Task description:
Starting with the first line and ending with the last, copy the entries word for word.

+++ Given entries

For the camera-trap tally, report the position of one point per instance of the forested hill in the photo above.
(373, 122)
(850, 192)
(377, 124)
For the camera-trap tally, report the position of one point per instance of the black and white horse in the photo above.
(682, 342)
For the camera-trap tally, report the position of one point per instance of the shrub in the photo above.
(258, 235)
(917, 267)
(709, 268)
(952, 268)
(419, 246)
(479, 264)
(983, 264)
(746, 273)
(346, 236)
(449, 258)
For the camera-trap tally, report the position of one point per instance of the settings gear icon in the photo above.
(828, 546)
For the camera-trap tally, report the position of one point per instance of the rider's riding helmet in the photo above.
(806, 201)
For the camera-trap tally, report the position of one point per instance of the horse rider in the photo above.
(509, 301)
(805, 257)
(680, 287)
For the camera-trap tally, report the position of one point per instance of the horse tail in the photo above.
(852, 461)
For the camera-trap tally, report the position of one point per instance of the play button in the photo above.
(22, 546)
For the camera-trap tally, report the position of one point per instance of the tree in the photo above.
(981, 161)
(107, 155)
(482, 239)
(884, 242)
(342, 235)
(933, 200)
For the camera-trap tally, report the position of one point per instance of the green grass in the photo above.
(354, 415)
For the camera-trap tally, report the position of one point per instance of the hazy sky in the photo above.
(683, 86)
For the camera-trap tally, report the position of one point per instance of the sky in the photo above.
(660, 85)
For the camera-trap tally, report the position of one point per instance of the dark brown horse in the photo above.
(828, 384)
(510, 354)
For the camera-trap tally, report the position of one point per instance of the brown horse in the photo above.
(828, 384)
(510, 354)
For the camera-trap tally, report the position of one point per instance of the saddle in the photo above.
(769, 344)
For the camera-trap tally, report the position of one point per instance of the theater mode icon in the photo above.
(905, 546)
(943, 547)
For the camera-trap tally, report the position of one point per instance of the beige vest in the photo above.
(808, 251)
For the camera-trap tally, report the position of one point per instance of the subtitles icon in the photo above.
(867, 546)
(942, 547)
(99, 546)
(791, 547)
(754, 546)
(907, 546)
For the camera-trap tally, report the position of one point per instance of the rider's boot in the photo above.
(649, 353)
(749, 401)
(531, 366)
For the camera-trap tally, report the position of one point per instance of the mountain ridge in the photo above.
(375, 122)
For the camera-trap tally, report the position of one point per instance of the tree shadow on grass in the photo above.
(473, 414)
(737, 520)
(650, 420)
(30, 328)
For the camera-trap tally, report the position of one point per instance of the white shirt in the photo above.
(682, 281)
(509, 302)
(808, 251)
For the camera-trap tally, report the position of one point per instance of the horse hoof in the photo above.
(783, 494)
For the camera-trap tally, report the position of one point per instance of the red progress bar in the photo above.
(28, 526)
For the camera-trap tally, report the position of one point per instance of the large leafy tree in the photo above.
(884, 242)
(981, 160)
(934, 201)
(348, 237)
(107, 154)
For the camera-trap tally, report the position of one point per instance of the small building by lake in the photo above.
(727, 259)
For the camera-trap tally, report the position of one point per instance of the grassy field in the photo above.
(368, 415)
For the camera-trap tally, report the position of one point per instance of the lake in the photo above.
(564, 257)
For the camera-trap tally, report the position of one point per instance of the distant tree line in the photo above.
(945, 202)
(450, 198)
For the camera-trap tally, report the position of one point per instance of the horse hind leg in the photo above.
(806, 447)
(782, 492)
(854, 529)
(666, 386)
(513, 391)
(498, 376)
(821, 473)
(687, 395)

++++++

Response to this task:
For the camera-trap tally, report the position of one point per instance of the forested hill in the photo above.
(373, 122)
(850, 192)
(377, 124)
For the camera-trap tally, report the position of one point per instance of the black and white horse in the photo above.
(682, 342)
For the camera-trap tally, report the position of one point per instance of the shrub in the photo above.
(258, 235)
(917, 267)
(709, 268)
(952, 268)
(419, 246)
(479, 264)
(983, 264)
(746, 273)
(346, 236)
(449, 258)
For the camera-trap tally, report the position of one point per instance of the settings gear icon in the photo above.
(828, 546)
For the camera-trap tally, report the position of one point per instance of the rider's riding helmet in the photo above.
(806, 201)
For the camera-trap tally, report the position of one point per instance of the horse rider in the photo above.
(509, 301)
(805, 257)
(680, 287)
For the camera-trap tally, report the position of one point per instance of the horse tail in the photo above.
(852, 461)
For the camera-trap tally, report the position of one point per instance of the play button in the photo above.
(22, 546)
For the camera-trap tally, report the position of one point per instance of the tree in the photo above.
(981, 161)
(107, 155)
(482, 239)
(884, 242)
(342, 235)
(933, 200)
For the camera-trap tally, report the position of one point per instance of the green grass in the photo above.
(354, 415)
For the camera-trap tally, report the position of one point per instance of the hazy sky in the photo above.
(683, 86)
For the camera-trap tally, report the position of one point per instance of the sky in the photo above.
(660, 85)
For the camera-trap tally, report the position of one point per instance of the dark brown horse in the photo above.
(828, 384)
(510, 354)
For the camera-trap tally, report the position of one point per instance of the brown horse in the photo above.
(828, 384)
(510, 354)
For the camera-trap tally, report the position of one point per instance of the saddle in the photo above.
(769, 344)
For the camera-trap tally, report the position of one point per instance of the theater mode icon in the photo above.
(905, 546)
(943, 547)
For the camera-trap tally, report the position of one point per instance of the beige vest in the photo above.
(808, 251)
For the camera-trap tally, report the position of one point per instance of the subtitles icon in the photo above.
(867, 546)
(942, 547)
(99, 546)
(791, 547)
(754, 546)
(907, 546)
For the camera-trap tally, report the position of one point per instance of the rider's boot in the photo above.
(649, 353)
(749, 401)
(531, 366)
For the camera-trap tally, report the position of one point per instance of the mountain ridge in the photo above.
(375, 122)
For the camera-trap tally, report the position of one point per instance of the tree shadow on grass in the photo above.
(473, 414)
(737, 520)
(650, 420)
(30, 328)
For the camera-trap tally, report the position of one point per instance of the white shirt in the photo above.
(682, 281)
(509, 302)
(808, 251)
For the camera-trap tally, report the position of one point per instance of the horse hoof in the photo above.
(783, 494)
For the camera-trap tally, report the position of one point per instance of the red progress bar in the photo above.
(28, 526)
For the camera-trap tally, report the position of one point per instance of the large leafy tree in the photo above.
(884, 242)
(981, 160)
(934, 201)
(348, 237)
(107, 154)
For the camera-trap tally, report the position of one point per instance of the small building by lake in the photo above.
(727, 259)
For the camera-trap tally, report the position of one point per instance of the grassy field in the photo above.
(368, 415)
For the camera-trap tally, report the position of one point per instance of the lake in the photo above.
(564, 257)
For the camera-trap tally, report the position of one point per instance of the distant tree line in the photo above.
(945, 202)
(450, 198)
For the camera-trap tally, report the position of one point per instance of the horse hind leg in the photo above.
(806, 447)
(782, 492)
(854, 529)
(666, 386)
(513, 391)
(498, 376)
(821, 473)
(687, 395)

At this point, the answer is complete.